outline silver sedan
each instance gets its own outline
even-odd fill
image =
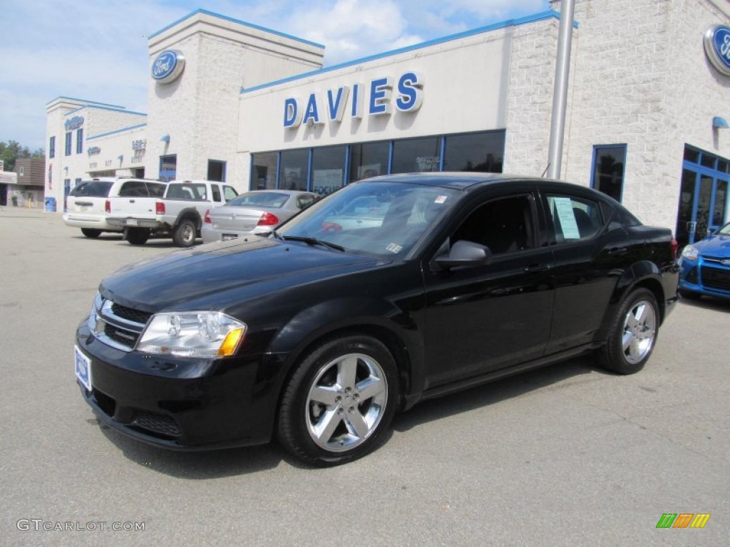
[[[268,233],[317,201],[309,192],[261,190],[237,196],[205,213],[203,243],[235,239],[239,236]]]

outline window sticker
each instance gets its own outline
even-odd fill
[[[580,239],[580,232],[573,214],[573,203],[570,198],[553,198],[555,210],[563,229],[563,237],[566,239]]]

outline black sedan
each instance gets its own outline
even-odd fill
[[[268,238],[107,278],[76,374],[100,419],[141,441],[277,437],[308,463],[343,463],[429,397],[591,352],[640,370],[677,300],[675,253],[669,230],[583,187],[369,179]]]

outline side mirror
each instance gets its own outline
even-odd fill
[[[492,256],[489,247],[474,241],[460,240],[451,246],[448,255],[439,257],[435,262],[445,269],[460,266],[483,266],[492,261]]]

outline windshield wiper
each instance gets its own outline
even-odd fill
[[[345,251],[345,247],[342,245],[338,245],[336,243],[330,243],[329,241],[324,241],[321,239],[318,239],[317,238],[303,237],[301,236],[280,236],[276,232],[274,232],[274,237],[283,239],[285,241],[304,241],[307,245],[321,245],[323,247],[329,247],[330,249],[334,249],[337,251]]]

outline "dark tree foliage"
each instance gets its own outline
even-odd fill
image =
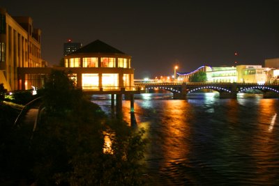
[[[143,130],[109,120],[64,72],[52,72],[44,91],[45,111],[31,146],[38,185],[144,185]],[[110,153],[103,150],[105,135]]]
[[[196,73],[194,73],[189,78],[190,82],[206,82],[206,72],[203,71],[199,71]]]
[[[82,91],[61,70],[53,70],[45,86],[44,103],[47,112],[63,116],[72,111],[81,100]]]
[[[3,84],[0,84],[0,102],[5,99],[5,95],[7,89],[5,89]]]

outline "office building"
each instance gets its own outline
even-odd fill
[[[0,8],[0,84],[8,91],[40,85],[38,75],[17,75],[18,68],[45,66],[40,55],[40,38],[41,31],[33,27],[31,17],[12,17]],[[22,78],[26,82],[20,80]]]

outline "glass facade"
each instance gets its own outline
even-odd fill
[[[129,68],[128,61],[127,59],[119,58],[118,59],[119,68]]]
[[[130,75],[129,74],[124,74],[123,76],[123,82],[124,87],[130,86]]]
[[[6,33],[6,16],[0,14],[0,33]]]
[[[80,58],[70,59],[70,66],[69,67],[80,67]]]
[[[100,58],[101,67],[115,68],[115,58]]]
[[[82,74],[82,89],[98,89],[98,74]]]
[[[6,58],[6,45],[5,42],[0,42],[0,61],[5,61]]]
[[[83,58],[83,67],[98,67],[98,58]]]
[[[119,89],[119,75],[118,74],[103,74],[102,86],[105,89]]]

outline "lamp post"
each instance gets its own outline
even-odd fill
[[[174,79],[176,79],[176,70],[179,68],[179,66],[178,65],[175,65],[174,66]]]

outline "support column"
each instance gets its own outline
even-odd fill
[[[26,90],[25,89],[25,74],[22,74],[21,78],[22,78],[22,90]]]
[[[103,76],[103,75],[102,75],[102,73],[99,73],[98,74],[98,76],[99,76],[99,89],[100,89],[100,91],[103,91],[103,79],[102,79],[102,76]]]
[[[122,118],[122,94],[116,94],[116,117]]]
[[[111,104],[112,108],[114,108],[114,93],[112,93],[111,101],[112,101],[112,104]]]
[[[82,89],[83,89],[82,73],[77,73],[77,86],[80,87]]]
[[[134,99],[134,95],[133,94],[130,94],[130,112],[134,112],[135,111],[135,109],[134,109],[134,102],[135,99]]]

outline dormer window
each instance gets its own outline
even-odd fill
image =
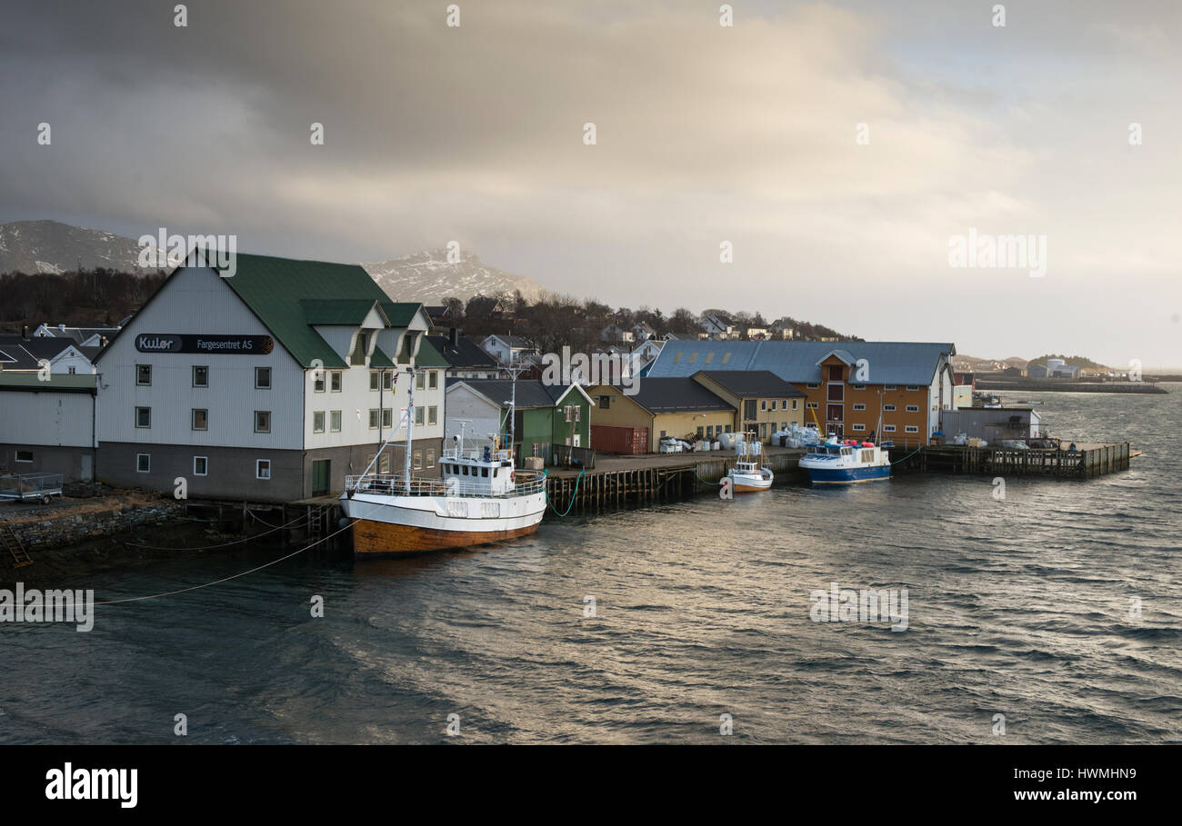
[[[369,355],[369,337],[370,333],[364,330],[357,333],[357,344],[353,346],[353,355],[349,358],[350,364],[365,364],[365,357]]]

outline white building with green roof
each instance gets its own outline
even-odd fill
[[[239,254],[222,277],[190,259],[96,358],[96,477],[167,492],[183,477],[190,499],[339,493],[383,438],[405,442],[407,415],[429,474],[447,366],[429,329],[359,266]],[[402,447],[383,456],[398,466]]]

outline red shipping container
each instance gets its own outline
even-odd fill
[[[591,449],[629,455],[648,453],[649,429],[630,424],[592,424]]]

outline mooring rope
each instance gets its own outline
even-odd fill
[[[574,507],[574,497],[578,496],[579,494],[579,482],[583,481],[583,474],[585,474],[586,471],[587,469],[583,468],[582,470],[579,470],[579,475],[574,477],[574,489],[571,490],[571,501],[566,503],[566,510],[564,510],[563,513],[558,513],[558,508],[556,508],[554,503],[550,501],[550,490],[545,487],[543,488],[543,493],[546,494],[546,505],[548,505],[554,513],[558,513],[559,516],[565,516],[571,512],[571,508]]]
[[[352,523],[352,521],[350,521],[349,525],[346,525],[343,528],[340,528],[340,531],[333,531],[327,536],[324,536],[323,539],[318,539],[314,542],[305,545],[304,547],[301,547],[301,548],[299,548],[297,551],[292,551],[290,554],[287,554],[285,557],[280,557],[279,559],[272,559],[269,562],[265,562],[262,565],[259,565],[258,567],[253,567],[249,571],[243,571],[241,573],[235,573],[232,577],[222,577],[221,579],[215,579],[214,581],[206,583],[204,585],[194,585],[191,587],[180,588],[177,591],[165,591],[164,593],[154,593],[154,594],[150,594],[148,597],[128,597],[126,599],[108,599],[108,600],[102,601],[102,603],[95,603],[95,605],[117,605],[119,603],[139,603],[139,601],[143,601],[145,599],[158,599],[160,597],[171,597],[171,596],[175,596],[175,594],[178,594],[178,593],[187,593],[188,591],[197,591],[200,588],[207,588],[210,585],[220,585],[222,583],[228,583],[232,579],[239,579],[240,577],[245,577],[245,575],[247,575],[249,573],[254,573],[255,571],[261,571],[262,568],[268,568],[272,565],[275,565],[277,562],[284,561],[285,559],[291,559],[296,554],[304,553],[309,548],[313,548],[317,545],[319,545],[320,542],[329,541],[330,539],[332,539],[333,536],[336,536],[338,533],[343,533],[343,532],[348,531],[349,528],[351,528],[352,526],[353,526],[353,523]]]
[[[920,447],[917,447],[915,450],[913,450],[911,453],[909,453],[907,456],[903,456],[903,458],[895,460],[894,462],[891,462],[891,464],[900,464],[902,462],[905,462],[907,460],[911,458],[911,456],[914,456],[915,454],[920,453],[921,450],[923,450],[923,445],[922,444]]]
[[[139,542],[124,542],[124,545],[126,547],[129,547],[129,548],[143,548],[144,551],[212,551],[213,548],[228,548],[232,545],[241,545],[242,542],[249,542],[249,541],[252,541],[254,539],[259,539],[260,536],[266,536],[268,533],[274,533],[275,531],[282,531],[284,528],[290,528],[291,526],[296,525],[296,522],[300,521],[301,519],[307,519],[307,516],[306,515],[305,516],[297,516],[292,521],[287,522],[287,525],[280,525],[278,528],[271,528],[269,531],[264,531],[262,533],[256,533],[253,536],[245,536],[242,539],[235,539],[233,542],[222,542],[221,545],[202,545],[202,546],[199,546],[199,547],[195,547],[195,548],[165,548],[165,547],[161,547],[158,545],[141,545]],[[259,521],[262,521],[262,520],[259,520]]]

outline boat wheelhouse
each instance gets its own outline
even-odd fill
[[[800,460],[813,484],[851,484],[890,479],[890,455],[872,442],[831,436]]]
......
*Your goal*
Give every record again exactly, apart from the pictures, which stay out.

*Exercise answer*
outline silver sedan
each instance gets its own outline
even-odd fill
image =
[[[268,233],[317,201],[309,192],[261,190],[237,196],[205,213],[203,243],[235,239],[239,236]]]

outline window sticker
each instance gets its own outline
even-odd fill
[[[580,239],[580,232],[573,214],[573,203],[570,198],[553,198],[555,210],[563,229],[563,237],[566,239]]]

outline black sedan
each instance gets its own outline
even-odd fill
[[[268,238],[107,278],[76,374],[100,419],[141,441],[277,437],[308,463],[343,463],[429,397],[591,352],[640,370],[677,300],[675,253],[669,230],[583,187],[369,179]]]

outline side mirror
each instance gets its own outline
even-odd fill
[[[492,256],[489,247],[474,241],[460,240],[451,246],[448,255],[439,257],[435,262],[445,269],[460,266],[483,266],[492,261]]]

outline windshield wiper
each instance gets its own outline
even-odd fill
[[[345,251],[345,247],[342,245],[338,245],[336,243],[330,243],[329,241],[324,241],[321,239],[318,239],[317,238],[303,237],[301,236],[280,236],[276,232],[274,232],[274,237],[283,239],[285,241],[304,241],[307,245],[321,245],[323,247],[329,247],[330,249],[334,249],[337,251]]]

outline "dark tree foliage"
each instance gets its own outline
even-odd fill
image =
[[[143,130],[109,120],[64,72],[52,72],[44,91],[45,111],[31,146],[38,185],[144,185]],[[110,153],[103,150],[105,135]]]
[[[196,73],[194,73],[189,78],[190,82],[206,82],[206,72],[203,71],[199,71]]]
[[[82,91],[61,70],[53,70],[45,86],[44,103],[47,112],[63,116],[72,111],[81,100]]]
[[[3,84],[0,84],[0,102],[5,99],[5,95],[7,89],[5,89]]]

outline "office building"
each instance gets its own outline
even-odd fill
[[[0,8],[0,84],[8,91],[40,85],[38,75],[17,75],[18,68],[45,66],[40,55],[40,38],[41,31],[33,27],[31,17],[12,17]],[[22,78],[26,82],[20,80]]]

outline "glass facade"
each instance gets its own outline
even-odd fill
[[[129,68],[128,61],[127,59],[119,58],[118,59],[119,68]]]
[[[130,75],[129,74],[124,74],[123,76],[123,82],[124,87],[130,86]]]
[[[6,33],[6,16],[0,14],[0,33]]]
[[[80,58],[70,59],[70,66],[69,67],[80,67]]]
[[[100,58],[101,67],[115,68],[115,58]]]
[[[82,74],[82,89],[98,89],[98,74]]]
[[[6,58],[6,45],[5,42],[0,42],[0,61],[5,61]]]
[[[83,58],[83,67],[98,67],[98,58]]]
[[[119,89],[119,75],[118,74],[103,74],[102,86],[105,89]]]

outline "lamp post"
each instance gets its own outline
even-odd fill
[[[174,79],[176,79],[176,70],[179,68],[179,66],[178,65],[175,65],[174,66]]]

outline "support column"
each instance gets its own outline
even-odd fill
[[[26,90],[25,89],[25,74],[22,74],[21,78],[22,78],[22,90]]]
[[[103,76],[103,75],[102,75],[102,73],[99,73],[98,74],[98,76],[99,76],[99,89],[100,89],[100,91],[103,91],[103,79],[102,79],[102,76]]]
[[[122,118],[122,94],[116,94],[116,117]]]
[[[111,104],[112,108],[114,108],[114,93],[112,93],[111,101],[112,101],[112,104]]]
[[[82,89],[83,89],[82,73],[77,73],[77,86],[80,87]]]
[[[134,99],[134,95],[133,94],[130,94],[130,112],[134,112],[135,111],[135,109],[134,109],[134,102],[135,99]]]

outline dormer window
each instance gets its own outline
even-odd fill
image =
[[[369,355],[369,337],[370,333],[364,330],[357,333],[357,344],[353,346],[353,355],[349,358],[350,364],[365,364],[365,357]]]

outline white building with green roof
each instance gets its own outline
even-odd fill
[[[239,254],[222,277],[190,259],[96,358],[96,477],[167,492],[183,477],[190,499],[339,493],[383,438],[405,442],[407,415],[429,474],[447,366],[429,329],[359,266]],[[402,447],[383,456],[398,466]]]

outline red shipping container
each instance gets its own outline
even-odd fill
[[[591,449],[629,455],[648,453],[649,429],[630,424],[592,424]]]

outline mooring rope
each instance gets its own outline
even-odd fill
[[[574,507],[574,497],[578,496],[579,494],[579,482],[583,481],[583,474],[585,474],[586,471],[587,469],[583,468],[582,470],[579,470],[579,475],[574,477],[574,489],[571,490],[571,501],[566,503],[566,510],[564,510],[563,513],[558,513],[558,508],[556,508],[554,503],[550,501],[550,490],[545,487],[543,488],[543,493],[546,494],[546,505],[548,505],[554,513],[558,513],[559,516],[565,516],[571,512],[571,508]]]
[[[352,523],[352,521],[350,521],[349,525],[346,525],[343,528],[340,528],[340,531],[333,531],[327,536],[324,536],[323,539],[318,539],[314,542],[305,545],[304,547],[301,547],[301,548],[299,548],[297,551],[292,551],[290,554],[287,554],[285,557],[280,557],[279,559],[272,559],[269,562],[265,562],[262,565],[259,565],[258,567],[253,567],[249,571],[243,571],[241,573],[235,573],[232,577],[222,577],[221,579],[215,579],[214,581],[206,583],[204,585],[194,585],[191,587],[180,588],[177,591],[165,591],[164,593],[154,593],[154,594],[150,594],[148,597],[128,597],[126,599],[108,599],[108,600],[102,601],[102,603],[95,603],[95,605],[117,605],[119,603],[139,603],[139,601],[143,601],[145,599],[158,599],[160,597],[171,597],[171,596],[175,596],[175,594],[178,594],[178,593],[187,593],[188,591],[197,591],[200,588],[207,588],[210,585],[220,585],[222,583],[228,583],[232,579],[239,579],[240,577],[245,577],[245,575],[247,575],[249,573],[254,573],[255,571],[261,571],[262,568],[268,568],[272,565],[275,565],[277,562],[284,561],[285,559],[291,559],[296,554],[304,553],[309,548],[313,548],[317,545],[319,545],[320,542],[329,541],[330,539],[332,539],[333,536],[336,536],[338,533],[343,533],[343,532],[348,531],[349,528],[351,528],[352,526],[353,526],[353,523]]]
[[[920,447],[917,447],[915,450],[913,450],[911,453],[909,453],[907,456],[903,456],[903,458],[895,460],[894,462],[891,462],[891,464],[900,464],[902,462],[905,462],[907,460],[911,458],[911,456],[914,456],[915,454],[920,453],[921,450],[923,450],[923,445],[922,444]]]
[[[139,542],[124,542],[124,545],[126,547],[129,547],[129,548],[143,548],[144,551],[212,551],[213,548],[228,548],[232,545],[241,545],[242,542],[249,542],[249,541],[252,541],[254,539],[259,539],[260,536],[266,536],[268,533],[274,533],[275,531],[282,531],[284,528],[290,528],[291,526],[296,525],[296,522],[300,521],[301,519],[307,519],[307,516],[306,515],[305,516],[297,516],[292,521],[287,522],[287,525],[280,525],[278,528],[271,528],[269,531],[264,531],[262,533],[256,533],[253,536],[245,536],[242,539],[235,539],[233,542],[222,542],[221,545],[202,545],[202,546],[199,546],[199,547],[195,547],[195,548],[165,548],[165,547],[161,547],[158,545],[141,545]],[[259,521],[262,521],[262,520],[259,520]]]

outline boat wheelhouse
each instance gets its own outline
even-odd fill
[[[800,460],[813,484],[851,484],[890,479],[890,455],[872,442],[831,436]]]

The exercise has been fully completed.